* _WORK TASK_: Exactly the lines from the beginning of the listing below through the line that contains "negative clicks: (111, 115) (103, 118)" should be transcribed, and pictures must stay out.

(Beginning of SOURCE MATERIAL)

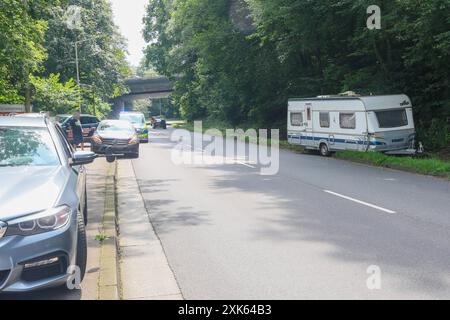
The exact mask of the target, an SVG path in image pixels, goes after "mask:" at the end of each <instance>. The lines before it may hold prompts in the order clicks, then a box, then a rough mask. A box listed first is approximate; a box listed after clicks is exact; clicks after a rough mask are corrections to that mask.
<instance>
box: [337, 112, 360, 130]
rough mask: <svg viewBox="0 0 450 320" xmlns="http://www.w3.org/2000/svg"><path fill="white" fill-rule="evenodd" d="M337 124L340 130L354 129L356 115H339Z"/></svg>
mask: <svg viewBox="0 0 450 320" xmlns="http://www.w3.org/2000/svg"><path fill="white" fill-rule="evenodd" d="M339 124H340V126H341V129H356V114H355V113H341V114H339Z"/></svg>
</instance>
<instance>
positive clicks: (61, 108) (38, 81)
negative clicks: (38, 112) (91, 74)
mask: <svg viewBox="0 0 450 320" xmlns="http://www.w3.org/2000/svg"><path fill="white" fill-rule="evenodd" d="M31 83H32V84H33V86H34V90H35V95H34V101H33V104H34V108H35V111H50V112H53V113H54V114H61V113H71V112H72V111H74V110H75V109H76V108H77V106H78V104H79V93H78V87H77V86H76V85H75V83H74V81H73V80H72V79H71V80H69V81H68V82H66V83H65V84H63V83H61V82H60V75H59V74H56V75H55V74H50V76H49V78H40V77H35V76H31Z"/></svg>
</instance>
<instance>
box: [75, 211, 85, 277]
mask: <svg viewBox="0 0 450 320" xmlns="http://www.w3.org/2000/svg"><path fill="white" fill-rule="evenodd" d="M77 219H78V235H77V258H76V264H77V266H78V268H80V280H81V281H83V279H84V275H85V274H86V264H87V240H86V228H85V226H84V219H83V216H82V215H81V214H78V218H77Z"/></svg>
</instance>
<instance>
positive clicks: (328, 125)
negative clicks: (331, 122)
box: [320, 112, 330, 128]
mask: <svg viewBox="0 0 450 320" xmlns="http://www.w3.org/2000/svg"><path fill="white" fill-rule="evenodd" d="M320 127H321V128H329V127H330V113H329V112H321V113H320Z"/></svg>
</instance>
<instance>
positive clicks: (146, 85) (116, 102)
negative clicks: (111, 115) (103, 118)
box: [113, 77, 173, 115]
mask: <svg viewBox="0 0 450 320" xmlns="http://www.w3.org/2000/svg"><path fill="white" fill-rule="evenodd" d="M125 85H126V86H127V87H128V89H129V92H128V93H127V94H125V95H123V96H120V97H117V98H115V99H114V111H113V113H114V114H116V115H117V114H119V113H120V112H122V111H131V110H133V102H134V101H136V100H144V99H164V98H168V97H169V95H170V94H171V93H172V91H173V84H172V82H171V81H170V80H169V79H168V78H167V77H151V78H130V79H127V80H125Z"/></svg>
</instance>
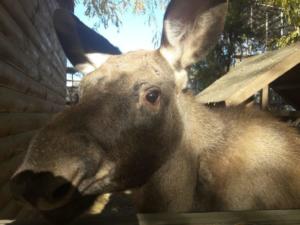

(End of SOURCE MATERIAL)

* _PROBLEM SOLUTION_:
The exact mask of the target, an SVG path in image pixels, goes after "mask:" at the end of each <instance>. The lines before it may hold prompts in the order clicks, then a box, then a rough mask. A box listed first is approximate; a box listed after clicks is exact; clicks after a rough mask are corrections to that mask.
<instance>
box: [337, 112, 360, 130]
rough mask: <svg viewBox="0 0 450 320" xmlns="http://www.w3.org/2000/svg"><path fill="white" fill-rule="evenodd" d="M337 124L340 130L354 129L356 115H339Z"/></svg>
mask: <svg viewBox="0 0 450 320" xmlns="http://www.w3.org/2000/svg"><path fill="white" fill-rule="evenodd" d="M339 124H340V126H341V129H356V114H355V113H341V114H339Z"/></svg>
</instance>
<instance>
positive clicks: (61, 108) (38, 81)
negative clicks: (38, 112) (91, 74)
mask: <svg viewBox="0 0 450 320" xmlns="http://www.w3.org/2000/svg"><path fill="white" fill-rule="evenodd" d="M31 83H32V84H33V86H34V90H35V95H34V101H33V104H34V108H35V111H50V112H53V113H54V114H61V113H71V112H72V111H74V110H75V109H76V108H77V106H78V104H79V93H78V87H77V86H76V85H75V83H74V81H73V80H72V79H71V80H69V81H68V82H66V83H65V84H63V83H61V82H60V75H59V74H56V75H55V74H50V76H49V78H40V77H35V76H31Z"/></svg>
</instance>
<instance>
box: [75, 211, 85, 277]
mask: <svg viewBox="0 0 450 320" xmlns="http://www.w3.org/2000/svg"><path fill="white" fill-rule="evenodd" d="M77 219H78V235H77V258H76V264H77V266H78V268H80V280H81V281H83V279H84V275H85V274H86V264H87V240H86V228H85V226H84V219H83V216H82V215H81V214H78V218H77Z"/></svg>
</instance>
<instance>
positive clicks: (328, 125)
negative clicks: (331, 122)
box: [320, 112, 330, 128]
mask: <svg viewBox="0 0 450 320" xmlns="http://www.w3.org/2000/svg"><path fill="white" fill-rule="evenodd" d="M320 127H321V128H329V127H330V113H329V112H321V113H320Z"/></svg>
</instance>
<instance>
positive clicks: (146, 85) (116, 102)
negative clicks: (111, 115) (103, 118)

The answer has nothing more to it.